Extract to read:
To translate all of that into law: the government's informational interest is short-term (who is affecting this vote?) and the individual's privacy interest is long-term (how will this be viewed in future decades?) That's a serious asymmetry since we are far more likely to be able to guess the former than the latter. Perhaps we should be asking the effect on political participation if individuals are required to make lifetime bets on historical trends, the sort of public record that has traditionally been limited to explicitly public positions and official action. 

It certainly argues for far more care in drafting disclosure statutes. After all, disclosure thresholds are set low enough to capture individuals who could not weather a future storm as well as Mr. Eich is likely to. 

Best,
Allen

Allen Dickerson
Legal Director
Center for Competitive Politics
(703) 894-6800

________________________________________
From: law-election-bounces at department-lists.uci.edu [law-election-bounces at department-lists.uci.edu] On Behalf Of Larry Levine [larrylevine at earthlink.net]
Sent: Friday, April 04, 2014 1:42 AM
To: 'Smith, Brad'; 'Rick Hasen'; 'Josh Orton'
Cc: law-election at uci.edu
Subject: Re: [EL] The need for less disclosure sometimes

Isn’t the demonstrable likelihood of resultant boycotts so infrequent as to be called insignificant when measured against the public’s right to know the source of funding for candidates and measure?
Larry


From: law-election-bounces at department-lists.uci.edu [mailto:law-election-bounces at department-lists.uci.edu] On Behalf Of Smith, Brad
Sent: Thursday, April 03, 2014 9:04 PM
To: Rick Hasen; Josh Orton
Cc: law-election at uci.edu
Subject: Re: [EL] The need for less disclosure sometimes

But Josh completely misses the point.

Your original question: is there a free speech interest in boycotting? My point is that that is the wrong question.

Material provided:
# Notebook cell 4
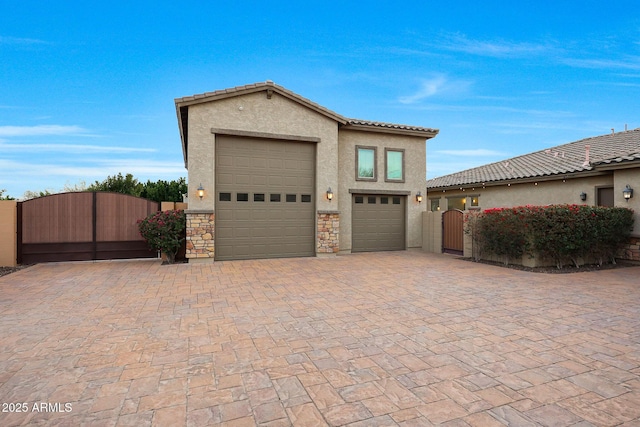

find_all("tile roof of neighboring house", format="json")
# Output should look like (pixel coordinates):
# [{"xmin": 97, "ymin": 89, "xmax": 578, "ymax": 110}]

Given request:
Could you restate the passage of the disclosure email between "To translate all" and "is likely to.", inclusive, with "disclosure" replaced by "reporting"?

Expected answer:
To translate all of that into law: the government's informational interest is short-term (who is affecting this vote?) and the individual's privacy interest is long-term (how will this be viewed in future decades?) That's a serious asymmetry since we are far more likely to be able to guess the former than the latter. Perhaps we should be asking the effect on political participation if individuals are required to make lifetime bets on historical trends, the sort of public record that has traditionally been limited to explicitly public positions and official action. 

It certainly argues for far more care in drafting reporting statutes. After all, reporting thresholds are set low enough to capture individuals who could not weather a future storm as well as Mr. Eich is likely to.